(Region pointing data)
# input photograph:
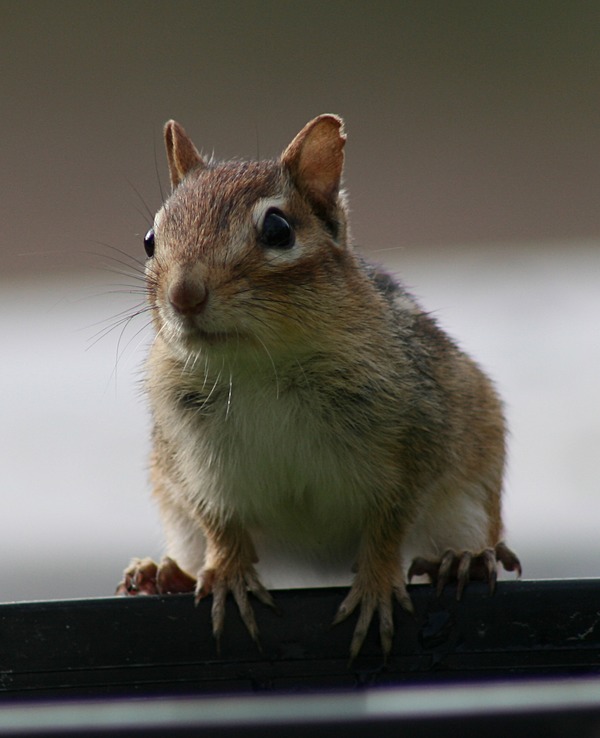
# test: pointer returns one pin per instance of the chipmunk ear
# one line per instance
(315, 159)
(182, 155)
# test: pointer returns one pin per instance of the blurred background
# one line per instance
(473, 166)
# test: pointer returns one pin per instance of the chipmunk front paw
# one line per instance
(372, 598)
(145, 577)
(462, 566)
(239, 580)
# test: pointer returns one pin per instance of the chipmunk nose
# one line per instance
(188, 297)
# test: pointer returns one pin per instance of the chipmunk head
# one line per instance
(245, 252)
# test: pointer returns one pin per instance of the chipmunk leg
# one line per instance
(378, 582)
(463, 566)
(229, 567)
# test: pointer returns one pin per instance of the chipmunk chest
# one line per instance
(275, 458)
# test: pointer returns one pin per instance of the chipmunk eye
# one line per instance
(276, 232)
(149, 243)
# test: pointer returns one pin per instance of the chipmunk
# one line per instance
(301, 395)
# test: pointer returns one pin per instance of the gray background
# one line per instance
(474, 172)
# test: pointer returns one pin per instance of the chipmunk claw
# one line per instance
(371, 602)
(146, 577)
(239, 581)
(464, 566)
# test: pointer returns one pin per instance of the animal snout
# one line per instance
(188, 297)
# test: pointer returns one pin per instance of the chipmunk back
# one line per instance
(301, 396)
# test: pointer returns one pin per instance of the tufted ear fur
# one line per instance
(182, 155)
(315, 159)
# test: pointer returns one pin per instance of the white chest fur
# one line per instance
(271, 456)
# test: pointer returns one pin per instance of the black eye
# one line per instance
(149, 243)
(276, 232)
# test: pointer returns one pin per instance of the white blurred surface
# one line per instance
(75, 504)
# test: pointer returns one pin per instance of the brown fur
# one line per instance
(301, 395)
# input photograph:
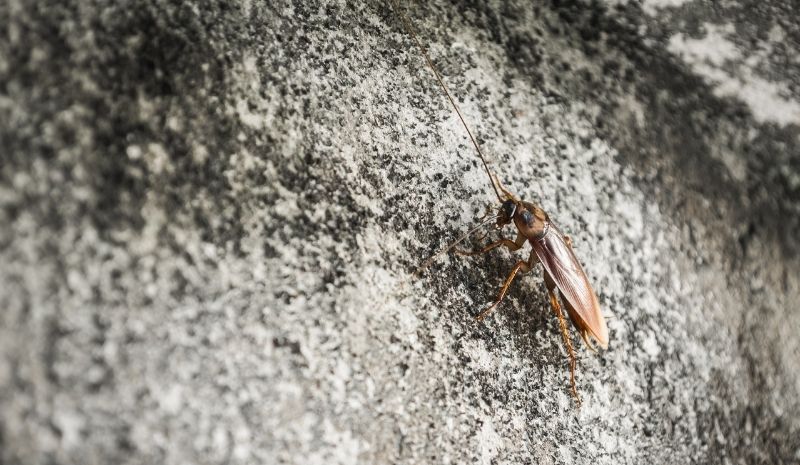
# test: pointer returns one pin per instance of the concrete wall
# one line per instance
(210, 213)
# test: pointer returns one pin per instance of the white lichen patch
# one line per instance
(735, 74)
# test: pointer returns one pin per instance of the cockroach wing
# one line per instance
(563, 266)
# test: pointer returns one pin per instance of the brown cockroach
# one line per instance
(563, 273)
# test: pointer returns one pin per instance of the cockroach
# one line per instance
(563, 274)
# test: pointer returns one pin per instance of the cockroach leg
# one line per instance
(522, 266)
(587, 341)
(511, 245)
(562, 323)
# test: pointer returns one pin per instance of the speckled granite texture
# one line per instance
(209, 215)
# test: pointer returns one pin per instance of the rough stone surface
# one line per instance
(209, 216)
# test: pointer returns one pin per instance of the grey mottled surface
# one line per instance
(209, 214)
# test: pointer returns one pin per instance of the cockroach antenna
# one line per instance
(410, 29)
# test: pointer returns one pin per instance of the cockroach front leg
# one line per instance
(562, 322)
(522, 266)
(509, 244)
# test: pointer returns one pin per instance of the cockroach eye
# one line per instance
(508, 209)
(527, 217)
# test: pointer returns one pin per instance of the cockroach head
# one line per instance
(507, 211)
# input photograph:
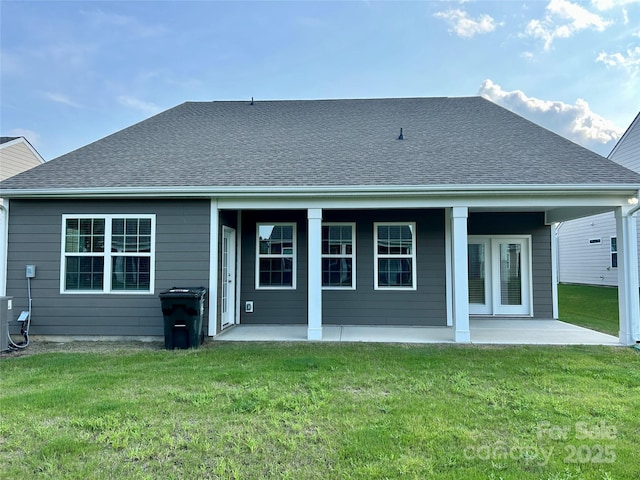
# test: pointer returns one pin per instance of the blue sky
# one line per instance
(74, 72)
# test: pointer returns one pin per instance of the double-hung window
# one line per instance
(395, 256)
(338, 255)
(276, 255)
(108, 254)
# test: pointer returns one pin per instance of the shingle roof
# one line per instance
(6, 139)
(447, 141)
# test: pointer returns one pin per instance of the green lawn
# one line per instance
(589, 306)
(311, 410)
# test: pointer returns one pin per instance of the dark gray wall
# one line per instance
(182, 259)
(524, 224)
(364, 305)
(273, 306)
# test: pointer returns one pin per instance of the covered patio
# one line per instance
(484, 331)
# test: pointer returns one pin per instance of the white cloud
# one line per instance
(562, 20)
(609, 4)
(629, 60)
(99, 18)
(148, 108)
(60, 98)
(576, 122)
(461, 24)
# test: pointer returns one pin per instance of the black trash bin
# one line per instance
(183, 309)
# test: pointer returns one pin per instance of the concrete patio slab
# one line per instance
(483, 331)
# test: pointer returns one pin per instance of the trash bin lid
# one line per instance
(184, 292)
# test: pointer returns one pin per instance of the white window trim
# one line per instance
(293, 256)
(376, 256)
(611, 252)
(352, 255)
(107, 255)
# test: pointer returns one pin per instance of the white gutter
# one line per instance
(323, 190)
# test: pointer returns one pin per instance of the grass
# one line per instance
(310, 410)
(589, 306)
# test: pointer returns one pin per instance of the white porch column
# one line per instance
(314, 281)
(628, 303)
(213, 268)
(460, 274)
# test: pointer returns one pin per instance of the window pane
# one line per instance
(117, 226)
(336, 272)
(383, 239)
(145, 226)
(84, 273)
(476, 273)
(130, 273)
(72, 238)
(394, 272)
(337, 240)
(84, 235)
(276, 272)
(126, 236)
(395, 239)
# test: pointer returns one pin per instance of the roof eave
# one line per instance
(324, 191)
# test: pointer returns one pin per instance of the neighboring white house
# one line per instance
(16, 156)
(588, 247)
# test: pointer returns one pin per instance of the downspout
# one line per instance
(4, 247)
(635, 334)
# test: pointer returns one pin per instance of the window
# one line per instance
(338, 255)
(276, 255)
(108, 254)
(395, 255)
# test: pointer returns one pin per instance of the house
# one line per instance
(412, 211)
(588, 247)
(16, 156)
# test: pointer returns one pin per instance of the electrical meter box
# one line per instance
(6, 309)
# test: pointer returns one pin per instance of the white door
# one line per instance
(511, 266)
(228, 287)
(499, 276)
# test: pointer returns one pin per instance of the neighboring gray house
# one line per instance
(588, 247)
(16, 156)
(416, 211)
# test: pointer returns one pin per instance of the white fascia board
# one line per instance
(327, 191)
(532, 197)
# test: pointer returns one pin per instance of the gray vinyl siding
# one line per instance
(590, 264)
(584, 262)
(524, 224)
(182, 259)
(273, 306)
(424, 306)
(364, 305)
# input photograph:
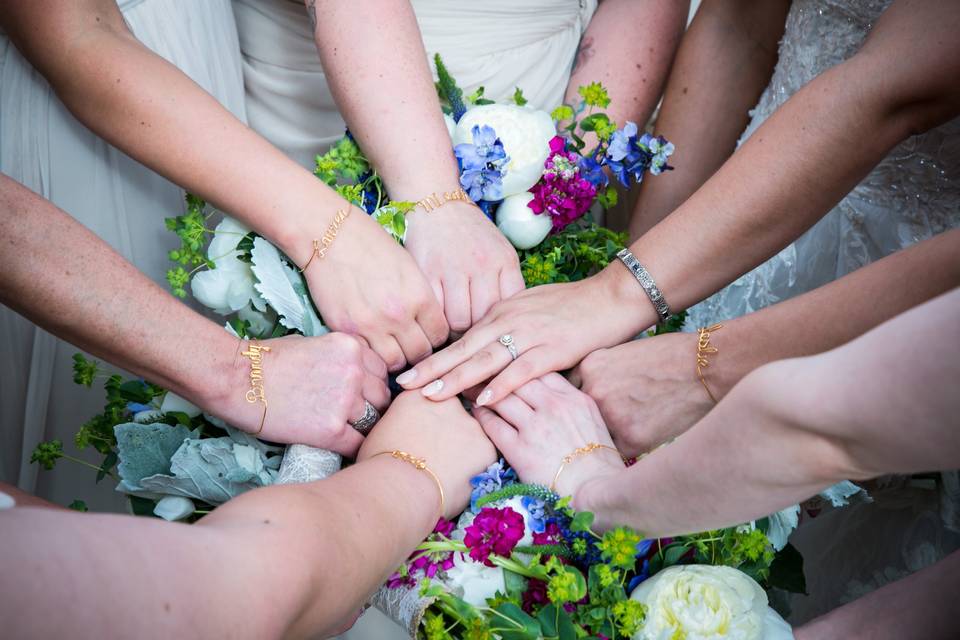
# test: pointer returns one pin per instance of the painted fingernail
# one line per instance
(433, 388)
(407, 376)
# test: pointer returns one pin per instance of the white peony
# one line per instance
(525, 134)
(524, 228)
(228, 287)
(477, 580)
(172, 508)
(700, 602)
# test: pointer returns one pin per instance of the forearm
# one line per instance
(71, 283)
(292, 561)
(385, 92)
(725, 60)
(836, 313)
(628, 47)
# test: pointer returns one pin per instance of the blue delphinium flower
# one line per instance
(482, 164)
(625, 156)
(536, 508)
(493, 479)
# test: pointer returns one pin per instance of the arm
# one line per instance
(284, 561)
(648, 390)
(762, 198)
(68, 281)
(724, 62)
(150, 110)
(628, 47)
(385, 91)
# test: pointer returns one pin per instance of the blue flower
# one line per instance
(481, 164)
(625, 155)
(536, 508)
(496, 477)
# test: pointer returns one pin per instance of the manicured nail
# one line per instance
(433, 388)
(407, 376)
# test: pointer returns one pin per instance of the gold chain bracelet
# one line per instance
(436, 200)
(703, 349)
(420, 464)
(321, 245)
(576, 453)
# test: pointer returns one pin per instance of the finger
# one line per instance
(503, 436)
(414, 342)
(515, 411)
(456, 303)
(511, 282)
(532, 364)
(376, 392)
(387, 347)
(481, 366)
(484, 293)
(432, 368)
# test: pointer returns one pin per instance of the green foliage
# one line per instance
(575, 253)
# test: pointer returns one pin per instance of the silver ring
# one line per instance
(507, 341)
(369, 418)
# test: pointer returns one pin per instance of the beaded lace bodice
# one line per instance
(911, 195)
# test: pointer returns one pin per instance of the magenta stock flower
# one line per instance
(494, 531)
(562, 192)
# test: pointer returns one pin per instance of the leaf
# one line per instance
(283, 289)
(786, 572)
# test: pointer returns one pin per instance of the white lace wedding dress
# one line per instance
(913, 194)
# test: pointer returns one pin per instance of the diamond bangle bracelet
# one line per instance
(646, 281)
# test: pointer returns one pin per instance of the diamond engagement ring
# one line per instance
(507, 341)
(369, 418)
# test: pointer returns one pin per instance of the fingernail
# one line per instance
(433, 388)
(407, 376)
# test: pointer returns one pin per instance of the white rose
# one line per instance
(525, 134)
(172, 508)
(524, 228)
(700, 602)
(477, 580)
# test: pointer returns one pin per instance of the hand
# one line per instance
(543, 421)
(367, 285)
(444, 434)
(313, 387)
(468, 262)
(553, 327)
(647, 390)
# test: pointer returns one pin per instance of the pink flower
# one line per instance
(562, 192)
(494, 531)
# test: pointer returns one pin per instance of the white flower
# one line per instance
(700, 602)
(525, 134)
(477, 580)
(228, 287)
(523, 228)
(172, 508)
(173, 402)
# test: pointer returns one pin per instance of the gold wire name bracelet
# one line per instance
(256, 393)
(322, 244)
(436, 200)
(576, 453)
(420, 464)
(704, 348)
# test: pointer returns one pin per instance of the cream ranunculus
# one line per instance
(525, 134)
(524, 228)
(700, 602)
(228, 287)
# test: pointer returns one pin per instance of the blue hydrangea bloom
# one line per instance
(496, 477)
(536, 509)
(482, 164)
(626, 156)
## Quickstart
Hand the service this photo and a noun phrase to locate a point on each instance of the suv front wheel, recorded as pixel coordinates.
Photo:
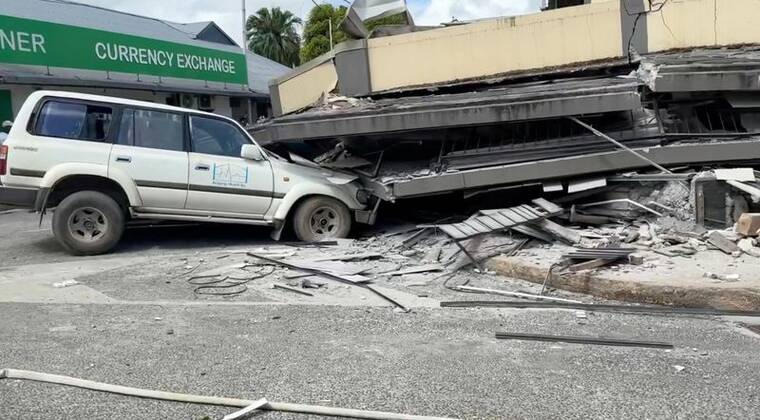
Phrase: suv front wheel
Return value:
(320, 218)
(88, 223)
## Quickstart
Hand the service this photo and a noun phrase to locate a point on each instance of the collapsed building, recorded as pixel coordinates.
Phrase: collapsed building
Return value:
(599, 88)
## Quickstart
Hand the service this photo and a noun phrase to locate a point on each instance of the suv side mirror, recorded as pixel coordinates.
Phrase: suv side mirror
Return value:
(251, 152)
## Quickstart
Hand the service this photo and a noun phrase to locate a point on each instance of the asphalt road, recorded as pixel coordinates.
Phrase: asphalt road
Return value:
(441, 362)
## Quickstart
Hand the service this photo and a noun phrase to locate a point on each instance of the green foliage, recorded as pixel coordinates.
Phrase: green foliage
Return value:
(272, 33)
(317, 30)
(399, 19)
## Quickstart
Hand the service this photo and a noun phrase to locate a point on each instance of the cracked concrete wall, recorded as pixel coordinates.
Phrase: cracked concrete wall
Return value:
(703, 23)
(497, 46)
(601, 30)
(303, 87)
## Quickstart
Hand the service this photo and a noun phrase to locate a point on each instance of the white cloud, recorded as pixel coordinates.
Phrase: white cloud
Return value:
(440, 11)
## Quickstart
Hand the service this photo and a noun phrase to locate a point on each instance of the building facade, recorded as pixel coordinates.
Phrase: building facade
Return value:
(62, 45)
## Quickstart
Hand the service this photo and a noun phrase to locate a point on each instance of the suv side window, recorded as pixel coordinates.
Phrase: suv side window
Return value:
(151, 129)
(216, 137)
(72, 120)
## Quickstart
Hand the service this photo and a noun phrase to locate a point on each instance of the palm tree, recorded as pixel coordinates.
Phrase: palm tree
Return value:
(272, 33)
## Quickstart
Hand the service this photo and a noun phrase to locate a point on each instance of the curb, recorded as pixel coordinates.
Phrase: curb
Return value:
(596, 284)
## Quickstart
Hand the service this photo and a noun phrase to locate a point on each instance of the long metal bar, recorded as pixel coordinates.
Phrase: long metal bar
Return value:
(515, 294)
(329, 276)
(622, 200)
(653, 310)
(620, 145)
(601, 341)
(202, 399)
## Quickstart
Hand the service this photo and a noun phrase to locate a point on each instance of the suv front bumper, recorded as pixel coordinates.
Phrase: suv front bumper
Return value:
(18, 197)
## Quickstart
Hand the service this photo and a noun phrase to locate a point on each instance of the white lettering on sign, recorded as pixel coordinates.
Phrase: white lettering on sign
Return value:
(22, 41)
(148, 56)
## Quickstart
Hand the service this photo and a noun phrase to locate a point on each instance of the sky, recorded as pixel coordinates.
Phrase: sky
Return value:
(227, 13)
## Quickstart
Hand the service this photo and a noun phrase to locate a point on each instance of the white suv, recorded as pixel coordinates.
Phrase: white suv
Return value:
(101, 161)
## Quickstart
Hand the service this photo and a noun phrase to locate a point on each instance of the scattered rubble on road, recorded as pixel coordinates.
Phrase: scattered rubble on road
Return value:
(654, 225)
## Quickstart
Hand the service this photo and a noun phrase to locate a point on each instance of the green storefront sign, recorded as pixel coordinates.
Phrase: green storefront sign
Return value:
(33, 42)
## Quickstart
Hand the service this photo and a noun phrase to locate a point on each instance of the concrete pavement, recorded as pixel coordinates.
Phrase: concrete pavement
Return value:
(134, 320)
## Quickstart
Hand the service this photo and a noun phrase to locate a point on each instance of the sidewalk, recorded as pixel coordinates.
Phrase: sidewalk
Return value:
(661, 280)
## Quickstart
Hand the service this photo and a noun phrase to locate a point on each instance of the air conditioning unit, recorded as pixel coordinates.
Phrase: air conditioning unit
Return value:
(187, 101)
(204, 103)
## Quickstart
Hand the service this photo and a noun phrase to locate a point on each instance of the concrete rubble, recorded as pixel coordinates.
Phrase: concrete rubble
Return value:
(406, 265)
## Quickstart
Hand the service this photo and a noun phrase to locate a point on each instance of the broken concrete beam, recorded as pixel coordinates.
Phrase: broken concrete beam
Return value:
(636, 259)
(720, 242)
(749, 224)
(568, 235)
(590, 265)
(748, 246)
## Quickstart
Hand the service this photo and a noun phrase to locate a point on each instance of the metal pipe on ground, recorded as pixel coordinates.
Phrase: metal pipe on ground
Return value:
(515, 294)
(206, 400)
(600, 341)
(646, 310)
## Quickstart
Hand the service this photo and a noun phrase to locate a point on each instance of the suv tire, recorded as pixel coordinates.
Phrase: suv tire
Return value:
(88, 223)
(320, 218)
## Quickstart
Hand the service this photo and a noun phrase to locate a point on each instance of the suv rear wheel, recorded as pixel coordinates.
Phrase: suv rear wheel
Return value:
(320, 218)
(88, 223)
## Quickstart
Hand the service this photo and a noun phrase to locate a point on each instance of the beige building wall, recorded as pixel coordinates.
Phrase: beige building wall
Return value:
(304, 88)
(497, 46)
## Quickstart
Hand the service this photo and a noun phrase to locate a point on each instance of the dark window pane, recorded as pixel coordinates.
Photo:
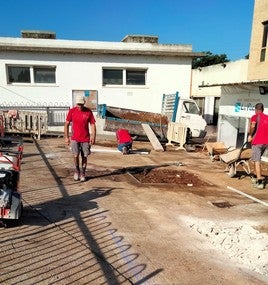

= ACTIVITY =
Scan the data above for the word "blue". Copy every line in which it is found.

= TASK ANSWER =
# test: pointer returns one pin per instance of the blue sky
# test: pointer returns one pin per instance of the blue delphinium flower
# test: pointer returns one pin per instance of the blue flower
# test: pointer returns one pin per instance of the blue hydrangea bloom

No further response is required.